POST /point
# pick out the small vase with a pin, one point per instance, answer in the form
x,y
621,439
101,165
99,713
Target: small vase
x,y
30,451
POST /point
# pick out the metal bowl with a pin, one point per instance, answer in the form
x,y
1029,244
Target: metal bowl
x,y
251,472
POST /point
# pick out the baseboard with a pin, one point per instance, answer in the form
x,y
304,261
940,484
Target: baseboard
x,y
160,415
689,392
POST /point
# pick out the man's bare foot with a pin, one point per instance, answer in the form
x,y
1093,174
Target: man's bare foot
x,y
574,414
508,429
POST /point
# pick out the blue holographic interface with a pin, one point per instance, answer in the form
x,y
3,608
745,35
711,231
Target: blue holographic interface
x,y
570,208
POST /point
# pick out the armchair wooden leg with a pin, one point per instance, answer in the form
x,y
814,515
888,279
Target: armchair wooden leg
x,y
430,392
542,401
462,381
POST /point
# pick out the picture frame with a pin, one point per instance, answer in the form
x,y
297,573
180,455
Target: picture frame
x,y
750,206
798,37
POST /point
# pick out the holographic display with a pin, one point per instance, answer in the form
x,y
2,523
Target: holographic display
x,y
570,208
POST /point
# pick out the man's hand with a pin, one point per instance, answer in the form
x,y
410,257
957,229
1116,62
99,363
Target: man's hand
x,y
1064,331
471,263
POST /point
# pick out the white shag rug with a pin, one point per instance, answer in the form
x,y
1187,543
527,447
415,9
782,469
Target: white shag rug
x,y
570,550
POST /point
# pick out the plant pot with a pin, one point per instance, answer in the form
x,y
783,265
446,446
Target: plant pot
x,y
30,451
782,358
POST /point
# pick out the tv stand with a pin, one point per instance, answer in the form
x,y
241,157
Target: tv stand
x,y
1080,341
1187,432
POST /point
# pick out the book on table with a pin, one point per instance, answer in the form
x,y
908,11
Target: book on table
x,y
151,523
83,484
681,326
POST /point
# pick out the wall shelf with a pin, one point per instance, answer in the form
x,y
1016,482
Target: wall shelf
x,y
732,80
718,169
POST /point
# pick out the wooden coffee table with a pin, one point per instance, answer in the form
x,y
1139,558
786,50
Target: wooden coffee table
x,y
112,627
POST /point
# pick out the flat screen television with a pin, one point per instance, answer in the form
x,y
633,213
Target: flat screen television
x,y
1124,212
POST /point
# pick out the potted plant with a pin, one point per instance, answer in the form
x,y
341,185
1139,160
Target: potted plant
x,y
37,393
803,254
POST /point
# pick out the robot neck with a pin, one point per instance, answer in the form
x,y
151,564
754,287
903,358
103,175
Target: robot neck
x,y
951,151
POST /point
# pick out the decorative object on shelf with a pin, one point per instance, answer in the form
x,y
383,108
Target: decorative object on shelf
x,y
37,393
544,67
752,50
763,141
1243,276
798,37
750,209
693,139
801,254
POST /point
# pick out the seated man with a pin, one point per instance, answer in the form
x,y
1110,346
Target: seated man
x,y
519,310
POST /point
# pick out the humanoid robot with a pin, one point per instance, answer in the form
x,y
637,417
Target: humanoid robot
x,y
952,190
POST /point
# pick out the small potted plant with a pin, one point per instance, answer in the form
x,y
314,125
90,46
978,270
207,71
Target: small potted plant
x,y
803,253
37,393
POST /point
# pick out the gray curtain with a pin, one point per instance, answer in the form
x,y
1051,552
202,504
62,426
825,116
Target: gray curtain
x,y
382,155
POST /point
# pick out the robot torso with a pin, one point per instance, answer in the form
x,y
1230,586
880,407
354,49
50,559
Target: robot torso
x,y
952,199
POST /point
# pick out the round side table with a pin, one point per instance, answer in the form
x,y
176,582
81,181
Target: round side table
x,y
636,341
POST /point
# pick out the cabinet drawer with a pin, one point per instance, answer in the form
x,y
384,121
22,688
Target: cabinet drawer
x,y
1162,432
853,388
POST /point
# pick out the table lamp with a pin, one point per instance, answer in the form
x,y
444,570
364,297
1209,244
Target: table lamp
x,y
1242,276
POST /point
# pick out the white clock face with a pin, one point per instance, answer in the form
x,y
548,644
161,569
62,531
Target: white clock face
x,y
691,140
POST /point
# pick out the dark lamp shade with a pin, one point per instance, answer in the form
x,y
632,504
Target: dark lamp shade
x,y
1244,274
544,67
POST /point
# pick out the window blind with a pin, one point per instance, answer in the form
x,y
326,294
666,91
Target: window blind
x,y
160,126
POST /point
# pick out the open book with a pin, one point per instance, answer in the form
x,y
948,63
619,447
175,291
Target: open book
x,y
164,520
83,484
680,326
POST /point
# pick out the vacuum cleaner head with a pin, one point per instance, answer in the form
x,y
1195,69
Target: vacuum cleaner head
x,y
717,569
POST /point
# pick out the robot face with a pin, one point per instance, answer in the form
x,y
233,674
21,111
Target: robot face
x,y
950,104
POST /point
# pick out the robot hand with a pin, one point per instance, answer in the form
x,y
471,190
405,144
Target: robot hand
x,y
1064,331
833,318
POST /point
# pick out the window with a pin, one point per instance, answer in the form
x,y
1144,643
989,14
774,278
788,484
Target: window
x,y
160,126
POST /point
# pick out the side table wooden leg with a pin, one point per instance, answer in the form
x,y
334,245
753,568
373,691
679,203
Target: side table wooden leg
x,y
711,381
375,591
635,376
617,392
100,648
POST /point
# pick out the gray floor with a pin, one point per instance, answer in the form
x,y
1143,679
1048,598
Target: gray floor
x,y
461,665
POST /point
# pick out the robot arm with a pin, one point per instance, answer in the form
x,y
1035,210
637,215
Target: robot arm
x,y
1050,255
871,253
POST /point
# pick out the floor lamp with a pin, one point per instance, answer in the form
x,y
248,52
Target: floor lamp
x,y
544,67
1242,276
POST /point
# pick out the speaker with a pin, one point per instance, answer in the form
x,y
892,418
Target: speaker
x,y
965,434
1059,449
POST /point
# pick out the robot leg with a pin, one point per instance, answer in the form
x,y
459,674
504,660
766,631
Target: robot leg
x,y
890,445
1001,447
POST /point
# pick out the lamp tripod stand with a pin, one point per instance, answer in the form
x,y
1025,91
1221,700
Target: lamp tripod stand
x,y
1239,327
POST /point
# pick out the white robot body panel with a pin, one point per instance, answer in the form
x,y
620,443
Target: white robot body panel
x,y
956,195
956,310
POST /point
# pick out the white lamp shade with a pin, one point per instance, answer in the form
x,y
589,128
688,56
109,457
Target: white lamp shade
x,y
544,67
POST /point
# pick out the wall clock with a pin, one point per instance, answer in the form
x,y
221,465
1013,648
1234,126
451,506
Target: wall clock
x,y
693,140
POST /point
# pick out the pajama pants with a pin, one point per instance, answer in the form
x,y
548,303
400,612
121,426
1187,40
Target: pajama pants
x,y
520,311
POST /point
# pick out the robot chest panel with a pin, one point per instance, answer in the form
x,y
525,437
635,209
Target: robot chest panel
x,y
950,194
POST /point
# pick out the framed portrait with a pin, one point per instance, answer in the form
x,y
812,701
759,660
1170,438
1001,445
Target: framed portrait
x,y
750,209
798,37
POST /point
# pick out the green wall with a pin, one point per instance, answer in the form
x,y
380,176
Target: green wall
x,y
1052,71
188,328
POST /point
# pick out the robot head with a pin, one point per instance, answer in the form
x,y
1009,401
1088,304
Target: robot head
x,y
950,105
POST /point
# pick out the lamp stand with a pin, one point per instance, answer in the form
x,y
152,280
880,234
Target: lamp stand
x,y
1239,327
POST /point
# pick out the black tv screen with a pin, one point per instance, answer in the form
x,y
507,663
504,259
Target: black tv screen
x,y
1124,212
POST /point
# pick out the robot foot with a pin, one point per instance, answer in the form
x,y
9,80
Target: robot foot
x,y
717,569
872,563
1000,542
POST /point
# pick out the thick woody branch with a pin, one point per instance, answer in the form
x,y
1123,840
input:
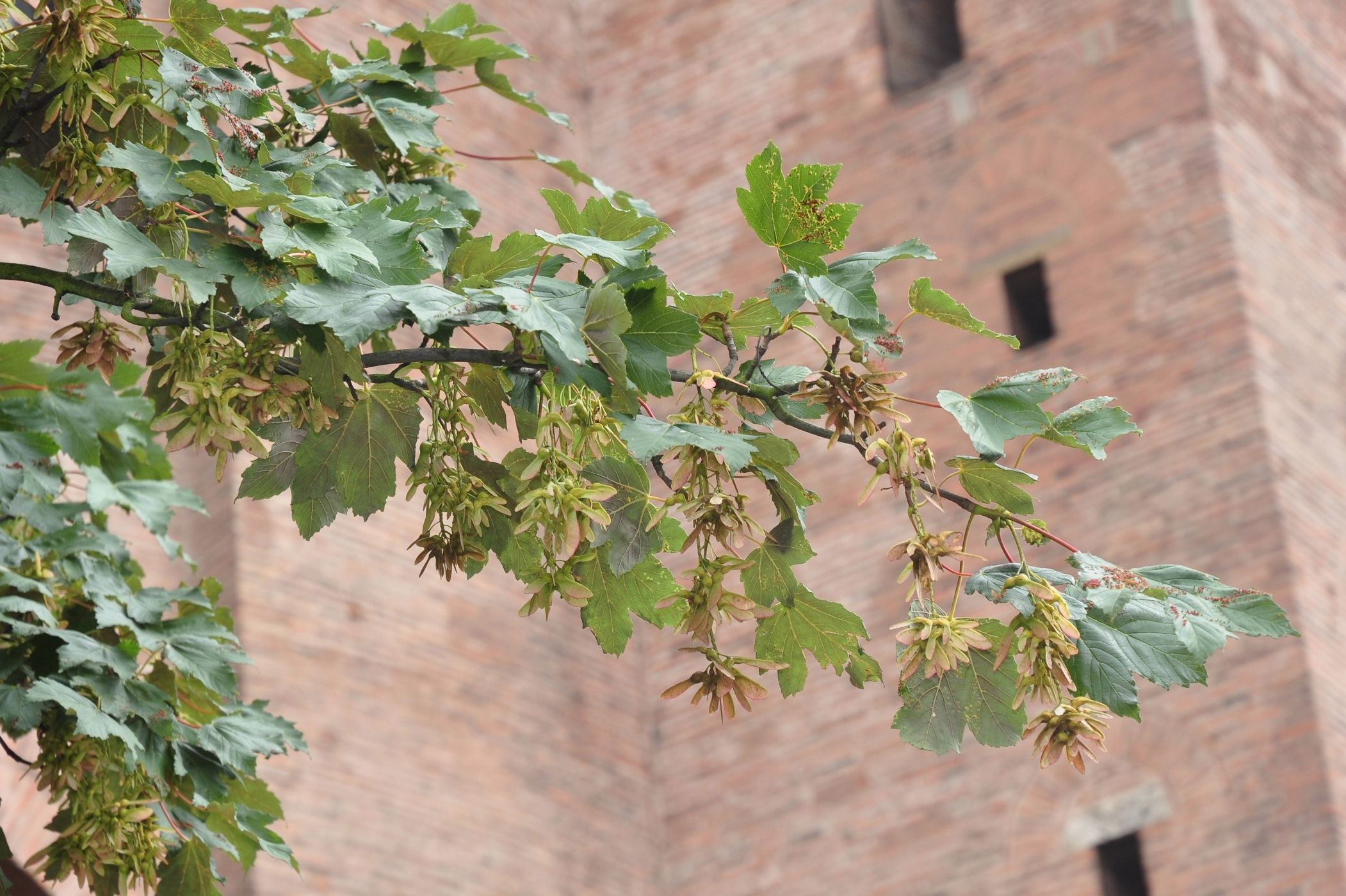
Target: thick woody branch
x,y
432,354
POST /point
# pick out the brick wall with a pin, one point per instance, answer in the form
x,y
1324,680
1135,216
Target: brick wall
x,y
1074,132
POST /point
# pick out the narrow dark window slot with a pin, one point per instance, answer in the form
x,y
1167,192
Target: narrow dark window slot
x,y
920,40
1030,305
1122,871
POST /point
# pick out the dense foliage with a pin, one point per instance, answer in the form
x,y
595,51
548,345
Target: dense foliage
x,y
286,239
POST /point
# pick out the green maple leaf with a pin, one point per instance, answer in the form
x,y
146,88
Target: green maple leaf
x,y
1142,636
618,198
1091,426
772,579
476,257
332,245
493,80
790,210
658,332
615,598
405,122
606,318
20,196
940,306
188,872
151,499
1006,408
988,482
89,720
222,86
328,366
353,310
628,253
273,474
647,436
156,174
628,536
17,365
975,697
1101,672
822,627
194,22
129,252
391,233
354,456
990,583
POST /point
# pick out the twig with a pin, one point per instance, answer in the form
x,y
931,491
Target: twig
x,y
473,155
657,463
12,755
763,340
729,340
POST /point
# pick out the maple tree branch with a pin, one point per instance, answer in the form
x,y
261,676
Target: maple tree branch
x,y
12,755
431,354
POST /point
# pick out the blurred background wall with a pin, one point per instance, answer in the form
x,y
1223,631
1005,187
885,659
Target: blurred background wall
x,y
1166,177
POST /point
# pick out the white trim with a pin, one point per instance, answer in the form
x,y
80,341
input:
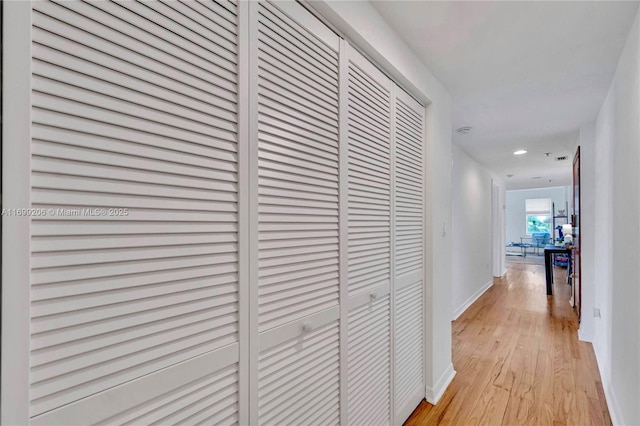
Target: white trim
x,y
103,405
612,404
409,406
308,21
343,219
609,393
244,208
16,193
585,336
297,328
433,394
392,254
475,296
253,212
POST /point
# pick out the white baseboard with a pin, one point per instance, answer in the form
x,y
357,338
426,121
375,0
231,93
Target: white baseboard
x,y
583,334
433,394
609,393
472,299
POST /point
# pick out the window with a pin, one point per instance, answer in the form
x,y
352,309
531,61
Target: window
x,y
538,214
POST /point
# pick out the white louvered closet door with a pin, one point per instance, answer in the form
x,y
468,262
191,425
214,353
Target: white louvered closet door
x,y
409,254
134,271
298,283
369,246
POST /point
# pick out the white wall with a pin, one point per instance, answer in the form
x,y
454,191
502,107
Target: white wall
x,y
515,208
616,177
587,229
362,25
471,232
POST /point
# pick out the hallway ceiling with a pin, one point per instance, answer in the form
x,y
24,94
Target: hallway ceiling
x,y
523,75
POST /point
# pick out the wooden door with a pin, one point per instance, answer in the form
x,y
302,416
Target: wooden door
x,y
577,283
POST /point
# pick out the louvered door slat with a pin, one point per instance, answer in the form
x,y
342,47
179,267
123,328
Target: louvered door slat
x,y
298,374
409,255
297,189
409,349
368,360
409,185
127,115
369,168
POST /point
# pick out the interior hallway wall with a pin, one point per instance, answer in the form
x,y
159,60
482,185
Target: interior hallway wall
x,y
471,233
616,171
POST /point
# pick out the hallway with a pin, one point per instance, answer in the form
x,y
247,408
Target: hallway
x,y
519,361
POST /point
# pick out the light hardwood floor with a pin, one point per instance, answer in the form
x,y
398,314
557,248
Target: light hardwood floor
x,y
519,361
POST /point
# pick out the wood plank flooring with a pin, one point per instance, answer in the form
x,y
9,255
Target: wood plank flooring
x,y
519,361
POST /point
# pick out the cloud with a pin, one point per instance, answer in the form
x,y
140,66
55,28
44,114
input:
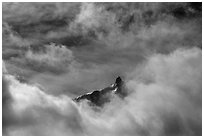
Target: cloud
x,y
165,99
56,58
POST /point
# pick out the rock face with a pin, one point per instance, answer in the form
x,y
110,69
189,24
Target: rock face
x,y
100,97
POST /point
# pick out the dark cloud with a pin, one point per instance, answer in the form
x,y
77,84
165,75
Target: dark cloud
x,y
159,107
55,49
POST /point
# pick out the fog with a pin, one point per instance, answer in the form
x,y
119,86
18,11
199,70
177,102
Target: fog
x,y
53,52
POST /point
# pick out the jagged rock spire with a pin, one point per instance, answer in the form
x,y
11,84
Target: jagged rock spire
x,y
99,97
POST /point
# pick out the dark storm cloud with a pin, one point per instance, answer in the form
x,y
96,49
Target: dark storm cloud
x,y
56,51
163,106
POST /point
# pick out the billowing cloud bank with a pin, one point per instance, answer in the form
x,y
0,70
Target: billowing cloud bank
x,y
165,98
53,52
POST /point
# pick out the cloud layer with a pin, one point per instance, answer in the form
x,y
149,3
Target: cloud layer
x,y
53,52
158,104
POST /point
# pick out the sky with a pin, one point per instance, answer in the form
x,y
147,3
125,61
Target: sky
x,y
53,52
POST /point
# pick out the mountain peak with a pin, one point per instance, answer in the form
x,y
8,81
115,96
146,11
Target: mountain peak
x,y
100,97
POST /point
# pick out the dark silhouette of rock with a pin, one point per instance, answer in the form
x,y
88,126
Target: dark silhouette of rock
x,y
100,97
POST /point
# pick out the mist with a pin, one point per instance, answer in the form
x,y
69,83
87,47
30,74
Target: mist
x,y
54,52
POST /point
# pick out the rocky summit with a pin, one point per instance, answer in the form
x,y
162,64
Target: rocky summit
x,y
100,97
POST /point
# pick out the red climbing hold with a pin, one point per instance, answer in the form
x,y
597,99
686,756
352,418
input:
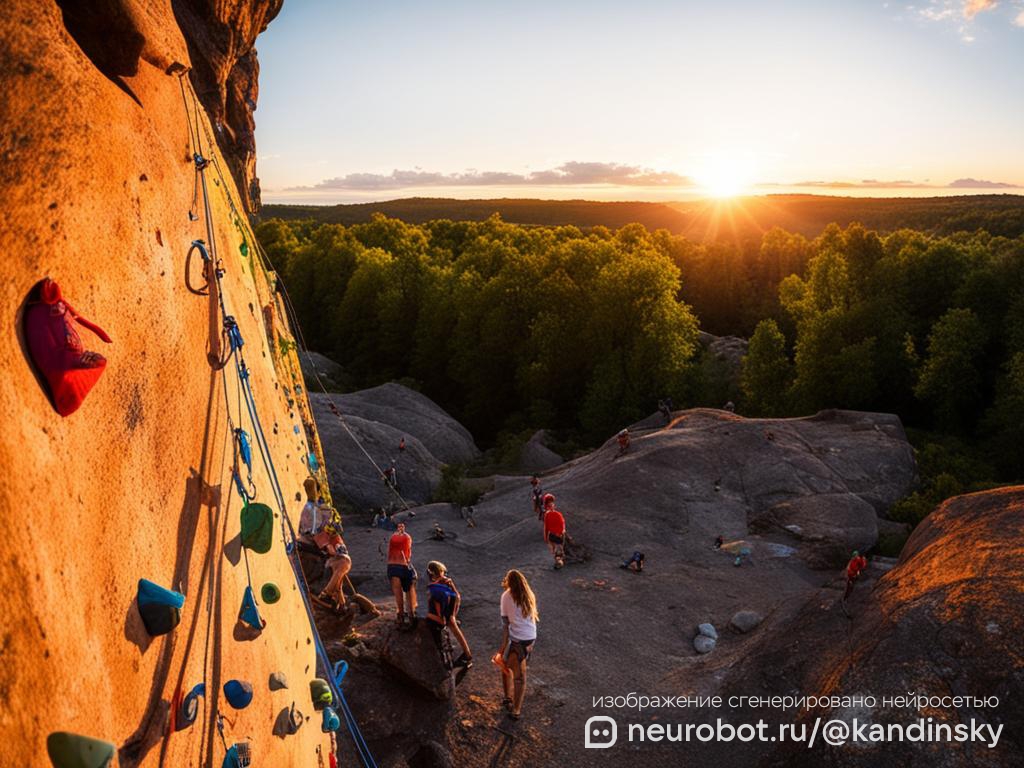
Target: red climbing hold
x,y
56,349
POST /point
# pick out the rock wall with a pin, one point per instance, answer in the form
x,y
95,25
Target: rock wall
x,y
96,183
946,621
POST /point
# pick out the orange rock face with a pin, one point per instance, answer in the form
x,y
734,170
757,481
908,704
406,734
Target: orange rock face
x,y
96,182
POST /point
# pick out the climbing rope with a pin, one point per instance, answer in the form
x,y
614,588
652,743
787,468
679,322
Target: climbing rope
x,y
243,222
243,450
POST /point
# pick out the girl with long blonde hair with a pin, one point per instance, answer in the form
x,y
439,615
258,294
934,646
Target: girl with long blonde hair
x,y
519,617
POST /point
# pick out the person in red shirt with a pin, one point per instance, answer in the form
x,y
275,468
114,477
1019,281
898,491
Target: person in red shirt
x,y
401,574
537,494
853,570
554,530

********************

▸ **Task instructions**: Return every line above that contains the string "screen".

▸ **The completed task**:
# pick out the flat screen television with a pin, one point per instance, answer in the form
Target: flat screen television
# pick out the black tv screen with a pin, one point per instance, answer in the form
Target: black tv screen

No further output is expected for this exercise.